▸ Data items
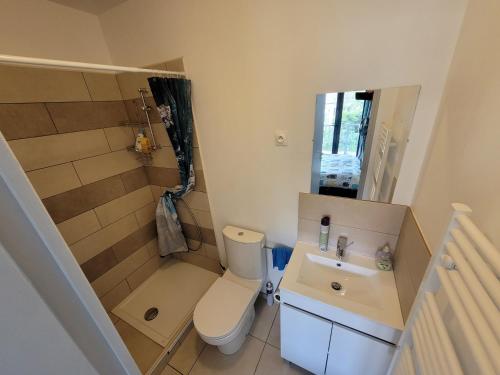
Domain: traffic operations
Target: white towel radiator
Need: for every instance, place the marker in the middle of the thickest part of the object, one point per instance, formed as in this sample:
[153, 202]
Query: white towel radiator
[454, 324]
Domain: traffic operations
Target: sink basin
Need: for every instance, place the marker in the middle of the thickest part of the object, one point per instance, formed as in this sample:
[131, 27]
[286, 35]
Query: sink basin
[357, 283]
[367, 299]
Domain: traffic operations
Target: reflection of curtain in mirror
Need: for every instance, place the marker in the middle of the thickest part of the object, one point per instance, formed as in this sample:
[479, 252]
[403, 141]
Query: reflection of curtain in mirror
[365, 122]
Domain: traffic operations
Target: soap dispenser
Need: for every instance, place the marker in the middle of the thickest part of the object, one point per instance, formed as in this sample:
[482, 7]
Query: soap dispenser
[383, 258]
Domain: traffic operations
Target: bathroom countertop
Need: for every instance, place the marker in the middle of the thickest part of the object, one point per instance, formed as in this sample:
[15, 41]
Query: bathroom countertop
[369, 302]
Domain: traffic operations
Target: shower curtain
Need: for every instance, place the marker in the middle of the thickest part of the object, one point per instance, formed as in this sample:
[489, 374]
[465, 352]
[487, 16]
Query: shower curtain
[173, 101]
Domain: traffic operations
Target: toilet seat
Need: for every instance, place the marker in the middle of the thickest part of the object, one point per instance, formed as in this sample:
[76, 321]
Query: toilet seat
[221, 311]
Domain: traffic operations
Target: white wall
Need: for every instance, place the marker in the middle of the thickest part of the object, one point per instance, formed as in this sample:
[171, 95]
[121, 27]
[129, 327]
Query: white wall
[257, 66]
[39, 28]
[31, 331]
[463, 165]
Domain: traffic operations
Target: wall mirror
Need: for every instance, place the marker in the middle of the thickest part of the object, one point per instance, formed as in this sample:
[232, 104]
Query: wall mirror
[359, 141]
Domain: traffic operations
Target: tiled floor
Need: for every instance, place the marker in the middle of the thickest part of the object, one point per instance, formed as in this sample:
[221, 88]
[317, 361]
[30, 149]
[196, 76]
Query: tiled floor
[260, 353]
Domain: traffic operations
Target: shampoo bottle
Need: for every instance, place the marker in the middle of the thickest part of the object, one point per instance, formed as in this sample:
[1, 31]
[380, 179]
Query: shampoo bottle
[324, 231]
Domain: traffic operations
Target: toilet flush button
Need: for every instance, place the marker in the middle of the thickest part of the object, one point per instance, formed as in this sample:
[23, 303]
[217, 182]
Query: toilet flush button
[281, 138]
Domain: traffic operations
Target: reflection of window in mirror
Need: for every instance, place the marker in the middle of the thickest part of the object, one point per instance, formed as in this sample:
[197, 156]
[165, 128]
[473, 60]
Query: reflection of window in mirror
[359, 141]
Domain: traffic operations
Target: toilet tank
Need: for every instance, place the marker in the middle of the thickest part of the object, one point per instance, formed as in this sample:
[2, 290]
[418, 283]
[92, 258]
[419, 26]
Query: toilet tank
[245, 252]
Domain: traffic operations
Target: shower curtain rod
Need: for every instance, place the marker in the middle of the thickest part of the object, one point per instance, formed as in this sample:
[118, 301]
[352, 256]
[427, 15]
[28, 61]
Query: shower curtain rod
[75, 65]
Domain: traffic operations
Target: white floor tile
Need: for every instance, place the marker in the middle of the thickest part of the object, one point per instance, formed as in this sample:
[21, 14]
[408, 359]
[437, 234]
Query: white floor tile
[271, 363]
[212, 361]
[264, 317]
[187, 353]
[169, 371]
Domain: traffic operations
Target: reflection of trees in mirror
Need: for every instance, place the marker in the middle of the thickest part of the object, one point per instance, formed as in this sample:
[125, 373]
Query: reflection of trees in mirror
[351, 118]
[349, 129]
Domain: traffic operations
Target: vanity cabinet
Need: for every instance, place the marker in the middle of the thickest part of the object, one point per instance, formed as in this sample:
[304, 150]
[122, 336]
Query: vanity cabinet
[354, 353]
[305, 338]
[325, 347]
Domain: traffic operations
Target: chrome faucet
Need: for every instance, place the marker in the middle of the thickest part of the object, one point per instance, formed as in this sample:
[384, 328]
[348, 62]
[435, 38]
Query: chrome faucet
[341, 246]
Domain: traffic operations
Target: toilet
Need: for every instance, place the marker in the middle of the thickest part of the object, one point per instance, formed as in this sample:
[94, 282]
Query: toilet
[224, 315]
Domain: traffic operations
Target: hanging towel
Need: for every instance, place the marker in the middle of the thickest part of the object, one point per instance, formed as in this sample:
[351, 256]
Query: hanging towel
[173, 100]
[170, 237]
[281, 256]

▸ EXERCISE TASK
Omit every picture, then reproduce the rest of the listing exactly.

▸ TASK SOLUTION
Domain: traffic operations
Target: white towel radiator
Need: for every instance, place the marker in the middle of the thickest part of the object, one point per instance, formed as in this sample:
[153, 202]
Query: white towel radiator
[454, 324]
Domain: traffic operations
Target: sink basin
Need: for every instance, place the marker in the middle of the thickest part of the object, one point per instance, formed as in this sample:
[131, 27]
[286, 35]
Query: sink basin
[357, 283]
[367, 299]
Domain: traffic operations
Target: reflection of curtain in mirror
Need: for every instance, place the marker in the middle of the thickest part of the object, one point per instance, formed as in this sample:
[479, 252]
[403, 141]
Query: reflection of curtain in mirror
[365, 122]
Domain: traffic operations
Target: soap dispenser
Need: for every instance, place the marker in the middle of the thickest part of the object, one point per instance, formed as in this sample:
[482, 7]
Query: soap dispenser
[383, 258]
Domain: traffic operations
Target: bathroom countertop
Need: for every instance, place the marker in the middle of the thickest part of the object, one point per instance, formed as in this sample:
[15, 41]
Query: bathroom countertop
[369, 302]
Domain: traffic operations
Target: shower curtain
Need: for every instance, place the marker in the middle of the thickest part of the object, one point per instance, formed as in this sample:
[489, 374]
[465, 352]
[487, 16]
Query: shower curtain
[173, 101]
Domain: traffic operations
Target: toilet seat
Need: for every instance, place the marker in the middle of the thickest part of the object, one point per instance, formed as in this sample:
[76, 321]
Query: toilet seat
[221, 311]
Domain: traffic operations
Target: white wall
Need: for every instance, place the marker in the middle of the thickest part of the object, one point per instance, formed as in this sample:
[171, 95]
[121, 27]
[129, 327]
Query: white wall
[257, 66]
[39, 28]
[31, 331]
[463, 165]
Domain: traffic operations
Target: wall mirror
Need: for every instance, place the marker in the middle of the thickest part of the object, one point per instance, formed as in this sample:
[232, 104]
Query: wall mirror
[359, 141]
Domain: traffic operations
Target: tiled floor
Need: for every instance, place the marker in the middle of the thickest part of the object, one point per instance, formed as in this sample:
[221, 88]
[317, 361]
[30, 149]
[196, 76]
Query: tiled floor
[260, 353]
Domain: traffic operations
Target: shampoo bottle
Need: for every instance, place the marker in the middle of the thickest part of the object, one point per instance, formed as in this sample:
[1, 31]
[380, 179]
Query: shampoo bottle
[324, 231]
Domain: traffic operations
Target: toilet flush button
Need: for every instance, place the marker in the middle of the thickest part of the object, one point per instance, formed as in this sample:
[23, 303]
[217, 182]
Query: toilet flush button
[281, 138]
Domain: traffic operations
Target: reflection of window in mirror
Need: for every instance, place the marker in the middle of the thickest part of the object, one point per instance, formed as in this sample:
[197, 156]
[165, 128]
[473, 60]
Query: reflection of window in mirror
[359, 141]
Domain: traffic operations
Target: toilet tank
Need: for every instance, place the marker in the middle of the thickest part of the object, one point per instance, formed as in this sample:
[2, 290]
[418, 283]
[92, 258]
[419, 26]
Query: toilet tank
[245, 252]
Domain: traffic operations
Target: shower curtain rod
Need: for every instance, place the marker in the middle of the thickest part of the object, one point per instance, formed as in this sample:
[118, 301]
[352, 256]
[427, 15]
[28, 61]
Query: shower curtain rod
[75, 65]
Domain: traffic operations
Target: white floor tile
Need: for every instance, place the marker in the middle of the thickest part of the object, one point per instance, formed as in this sample:
[21, 14]
[408, 359]
[437, 234]
Query: white floor tile
[271, 363]
[212, 361]
[264, 317]
[187, 353]
[169, 371]
Domain: traffic operations
Target: reflection of trees in mirror
Need: for every instance, place the marker in the middle of the thickest part of the object, one point per instance, formed as in this sample:
[125, 373]
Query: reflection of trees in mirror
[351, 118]
[349, 129]
Domain: traffic operations
Target: vanity cabinet
Need: for every instance, place the marker in the middle of the thickest part of the object, one point per instance, formed as in this sample:
[304, 150]
[122, 336]
Query: vanity cabinet
[354, 353]
[305, 338]
[325, 347]
Domain: traffic operations
Target: chrome faucet
Need: for every instance, place the marker in the middle of the thickest part of the object, one point per instance, formed as in this sample:
[384, 328]
[348, 62]
[435, 38]
Query: chrome faucet
[341, 246]
Domain: traffic operations
Target: toilet
Need: for every instance, place the marker in the middle of the thickest part of the object, one point per instance, formed as in this sample:
[94, 282]
Query: toilet
[224, 315]
Domain: traffic operations
Target: hanging towel
Need: for every instance, place the marker in the middle of the thickest part of the object, one point per instance, formed as in this sample:
[351, 256]
Query: hanging towel
[173, 100]
[170, 237]
[281, 256]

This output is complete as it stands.